EXCERPT TO READ
________________
Monkeys May Have Numerical Abilities, Psychologists Report

By Bob Nelson

With a pair of rhesus monkeys and a simple computer game, researchers at Columbia appear to have exploded long-standing ideas about what thinking is and whether humans alone are capable of it.

In an article that ran in Science last Friday (reported in The New York Times on the same day), Herbert S. Terrace, professor of psychology at Columbia and professor of psychiatry at the New York State Psychiatric Institute, and Elizabeth Brannon, a Columbia graduate student in psychology, described experiments with monkeys that they say are the strongest arguments so far for the existence of numerical ability in non-human primates.

"We have ample evidence that animals can think without language," said Terrace, who heads Columbia's Primate Cognition Laboratory. "In our current and previous research, we have shown that animals solved complex problems without help from external cues."
________________
STORED DATA
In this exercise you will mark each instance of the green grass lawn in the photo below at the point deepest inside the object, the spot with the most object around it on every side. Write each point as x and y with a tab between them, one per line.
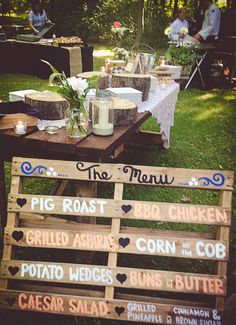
________________
SHORT TASK
According to the article on monkeys' numerical abilities, who heads Columbia's Primate Cognition Laboratory?

OUTPUT BELOW
Herbert S. Terrace